══ Material

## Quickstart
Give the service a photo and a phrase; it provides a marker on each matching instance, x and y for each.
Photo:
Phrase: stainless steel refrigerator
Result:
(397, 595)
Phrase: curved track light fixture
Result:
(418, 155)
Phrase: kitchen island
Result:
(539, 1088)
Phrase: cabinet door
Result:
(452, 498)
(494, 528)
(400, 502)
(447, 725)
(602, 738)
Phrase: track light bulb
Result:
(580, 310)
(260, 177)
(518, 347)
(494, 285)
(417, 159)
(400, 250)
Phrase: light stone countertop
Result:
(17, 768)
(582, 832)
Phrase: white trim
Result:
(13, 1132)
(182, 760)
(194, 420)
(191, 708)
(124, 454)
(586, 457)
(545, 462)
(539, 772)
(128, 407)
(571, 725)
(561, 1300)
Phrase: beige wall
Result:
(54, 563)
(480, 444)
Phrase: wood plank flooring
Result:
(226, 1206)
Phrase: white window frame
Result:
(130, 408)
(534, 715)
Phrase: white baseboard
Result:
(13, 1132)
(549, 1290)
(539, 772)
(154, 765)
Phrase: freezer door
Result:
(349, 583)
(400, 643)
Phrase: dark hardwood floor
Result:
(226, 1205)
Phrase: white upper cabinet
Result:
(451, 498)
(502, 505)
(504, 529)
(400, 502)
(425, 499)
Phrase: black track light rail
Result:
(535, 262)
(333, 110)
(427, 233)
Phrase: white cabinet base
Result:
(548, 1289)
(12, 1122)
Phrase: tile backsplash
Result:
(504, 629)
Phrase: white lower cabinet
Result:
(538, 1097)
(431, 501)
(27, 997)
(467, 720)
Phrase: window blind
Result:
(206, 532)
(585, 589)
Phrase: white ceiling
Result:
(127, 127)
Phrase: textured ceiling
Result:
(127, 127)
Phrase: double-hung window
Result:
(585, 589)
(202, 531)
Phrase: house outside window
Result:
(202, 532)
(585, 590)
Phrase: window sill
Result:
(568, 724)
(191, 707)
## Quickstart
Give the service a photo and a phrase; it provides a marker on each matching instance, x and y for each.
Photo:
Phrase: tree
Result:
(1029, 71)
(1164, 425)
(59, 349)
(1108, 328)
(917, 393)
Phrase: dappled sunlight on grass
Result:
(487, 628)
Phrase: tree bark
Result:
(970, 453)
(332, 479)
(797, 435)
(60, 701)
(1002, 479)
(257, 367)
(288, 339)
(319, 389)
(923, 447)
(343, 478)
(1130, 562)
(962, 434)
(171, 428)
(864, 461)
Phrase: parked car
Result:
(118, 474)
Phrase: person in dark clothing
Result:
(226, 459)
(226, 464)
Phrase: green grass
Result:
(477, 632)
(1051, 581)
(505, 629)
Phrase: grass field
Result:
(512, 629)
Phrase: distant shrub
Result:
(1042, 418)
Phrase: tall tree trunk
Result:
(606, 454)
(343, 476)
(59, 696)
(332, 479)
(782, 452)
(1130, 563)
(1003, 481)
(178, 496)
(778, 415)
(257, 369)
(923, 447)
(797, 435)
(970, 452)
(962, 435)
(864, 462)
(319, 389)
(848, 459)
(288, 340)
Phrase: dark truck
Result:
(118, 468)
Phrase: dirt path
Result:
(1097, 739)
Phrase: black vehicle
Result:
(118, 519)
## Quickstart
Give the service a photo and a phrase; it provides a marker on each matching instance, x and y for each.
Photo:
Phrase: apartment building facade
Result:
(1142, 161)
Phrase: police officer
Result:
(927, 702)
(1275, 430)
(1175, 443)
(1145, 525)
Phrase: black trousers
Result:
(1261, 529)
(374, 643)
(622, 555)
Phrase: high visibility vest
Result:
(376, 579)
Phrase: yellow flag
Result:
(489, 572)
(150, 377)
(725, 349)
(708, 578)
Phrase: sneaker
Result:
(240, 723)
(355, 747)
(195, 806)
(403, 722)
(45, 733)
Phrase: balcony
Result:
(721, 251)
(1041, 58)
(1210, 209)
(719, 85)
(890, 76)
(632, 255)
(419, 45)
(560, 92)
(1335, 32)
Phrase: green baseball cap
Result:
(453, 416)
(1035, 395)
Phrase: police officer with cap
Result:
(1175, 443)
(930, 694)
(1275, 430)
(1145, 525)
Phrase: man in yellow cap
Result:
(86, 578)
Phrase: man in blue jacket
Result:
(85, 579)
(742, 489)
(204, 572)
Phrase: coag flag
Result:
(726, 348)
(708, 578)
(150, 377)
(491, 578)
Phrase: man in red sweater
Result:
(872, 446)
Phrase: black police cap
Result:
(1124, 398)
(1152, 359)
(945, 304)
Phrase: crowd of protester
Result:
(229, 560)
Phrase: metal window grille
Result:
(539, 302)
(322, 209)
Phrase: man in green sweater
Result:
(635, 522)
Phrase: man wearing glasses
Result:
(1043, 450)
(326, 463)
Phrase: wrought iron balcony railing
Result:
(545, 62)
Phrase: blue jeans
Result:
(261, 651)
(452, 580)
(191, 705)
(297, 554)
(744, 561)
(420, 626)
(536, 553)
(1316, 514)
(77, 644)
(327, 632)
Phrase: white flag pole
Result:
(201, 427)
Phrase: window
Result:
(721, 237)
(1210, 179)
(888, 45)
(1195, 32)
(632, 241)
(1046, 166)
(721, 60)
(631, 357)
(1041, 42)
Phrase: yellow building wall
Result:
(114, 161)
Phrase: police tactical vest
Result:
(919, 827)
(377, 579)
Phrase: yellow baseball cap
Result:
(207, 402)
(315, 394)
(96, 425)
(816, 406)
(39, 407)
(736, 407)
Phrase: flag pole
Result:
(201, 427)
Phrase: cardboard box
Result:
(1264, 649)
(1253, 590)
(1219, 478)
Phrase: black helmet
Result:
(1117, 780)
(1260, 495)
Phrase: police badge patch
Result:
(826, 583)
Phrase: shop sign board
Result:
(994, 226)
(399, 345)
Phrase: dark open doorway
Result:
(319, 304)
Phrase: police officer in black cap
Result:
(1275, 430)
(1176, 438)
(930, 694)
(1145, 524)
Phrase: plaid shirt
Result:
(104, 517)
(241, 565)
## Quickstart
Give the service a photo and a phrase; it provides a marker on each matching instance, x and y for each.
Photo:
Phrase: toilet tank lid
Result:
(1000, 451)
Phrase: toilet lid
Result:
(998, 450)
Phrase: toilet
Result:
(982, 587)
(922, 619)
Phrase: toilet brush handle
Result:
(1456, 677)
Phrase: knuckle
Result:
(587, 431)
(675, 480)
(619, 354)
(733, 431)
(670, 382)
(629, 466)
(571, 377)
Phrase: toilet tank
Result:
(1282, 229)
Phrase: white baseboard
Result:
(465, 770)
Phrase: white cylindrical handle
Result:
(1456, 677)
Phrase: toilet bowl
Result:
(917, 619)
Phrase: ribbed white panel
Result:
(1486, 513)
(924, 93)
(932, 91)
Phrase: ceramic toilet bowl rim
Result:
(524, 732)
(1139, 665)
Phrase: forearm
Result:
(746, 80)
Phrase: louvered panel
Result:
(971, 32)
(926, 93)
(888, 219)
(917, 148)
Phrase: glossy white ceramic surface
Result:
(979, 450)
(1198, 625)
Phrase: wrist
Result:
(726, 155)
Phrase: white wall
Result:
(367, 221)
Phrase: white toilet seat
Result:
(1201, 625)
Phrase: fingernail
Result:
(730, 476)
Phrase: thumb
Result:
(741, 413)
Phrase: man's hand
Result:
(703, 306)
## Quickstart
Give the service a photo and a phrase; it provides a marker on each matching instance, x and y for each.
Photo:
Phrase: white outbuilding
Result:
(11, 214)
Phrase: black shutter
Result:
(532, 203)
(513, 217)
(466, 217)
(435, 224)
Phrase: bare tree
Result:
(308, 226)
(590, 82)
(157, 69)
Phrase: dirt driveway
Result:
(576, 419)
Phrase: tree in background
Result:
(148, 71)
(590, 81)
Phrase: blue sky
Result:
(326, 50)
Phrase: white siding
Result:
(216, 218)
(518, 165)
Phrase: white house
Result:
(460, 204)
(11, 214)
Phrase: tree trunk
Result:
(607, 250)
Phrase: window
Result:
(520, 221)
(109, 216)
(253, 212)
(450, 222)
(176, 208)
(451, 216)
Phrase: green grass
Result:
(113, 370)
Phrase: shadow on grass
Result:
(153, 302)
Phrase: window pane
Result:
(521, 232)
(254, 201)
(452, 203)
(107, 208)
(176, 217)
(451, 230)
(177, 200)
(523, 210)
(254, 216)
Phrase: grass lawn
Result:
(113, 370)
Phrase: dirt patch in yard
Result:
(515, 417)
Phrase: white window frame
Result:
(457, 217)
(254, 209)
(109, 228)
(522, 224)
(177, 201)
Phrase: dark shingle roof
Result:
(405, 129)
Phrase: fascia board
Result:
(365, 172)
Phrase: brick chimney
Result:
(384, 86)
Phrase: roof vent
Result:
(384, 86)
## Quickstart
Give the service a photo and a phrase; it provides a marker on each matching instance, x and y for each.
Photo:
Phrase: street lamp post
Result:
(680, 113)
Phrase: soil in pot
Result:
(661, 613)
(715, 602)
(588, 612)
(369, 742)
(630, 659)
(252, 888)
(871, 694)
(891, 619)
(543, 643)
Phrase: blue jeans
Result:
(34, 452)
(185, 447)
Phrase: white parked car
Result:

════

• **Exercise aim**
Rewrite the lines from the line with "Phrase: textured ceiling" up to and including the line with "(1042, 418)", replacing "grass" with "lawn" and leaving everything else unchanged. Give only those lines.

• **Solution for this problem**
Phrase: textured ceiling
Result:
(127, 127)
Phrase: double-hung window
Result:
(585, 589)
(202, 531)
Phrase: house outside window
Result:
(202, 532)
(585, 590)
Phrase: window sill
Result:
(568, 724)
(191, 707)
## Quickstart
Give the service a photo and a phrase; it provides a marker on each matching instance, x and y for each.
Photo:
Phrase: tree
Result:
(1029, 71)
(1164, 425)
(59, 349)
(1108, 328)
(917, 393)
Phrase: dappled sunlight on lawn
Result:
(487, 628)
Phrase: tree bark
Result:
(970, 453)
(332, 479)
(797, 435)
(60, 701)
(1002, 479)
(257, 367)
(288, 339)
(319, 389)
(923, 447)
(343, 478)
(1130, 562)
(962, 434)
(171, 428)
(864, 461)
Phrase: parked car
Result:
(118, 474)
Phrase: person in dark clothing
Result:
(226, 459)
(226, 464)
Phrase: green lawn
Result:
(477, 632)
(1051, 581)
(505, 629)
Phrase: lawn field
Result:
(512, 629)
Phrase: distant shrub
Result:
(1042, 418)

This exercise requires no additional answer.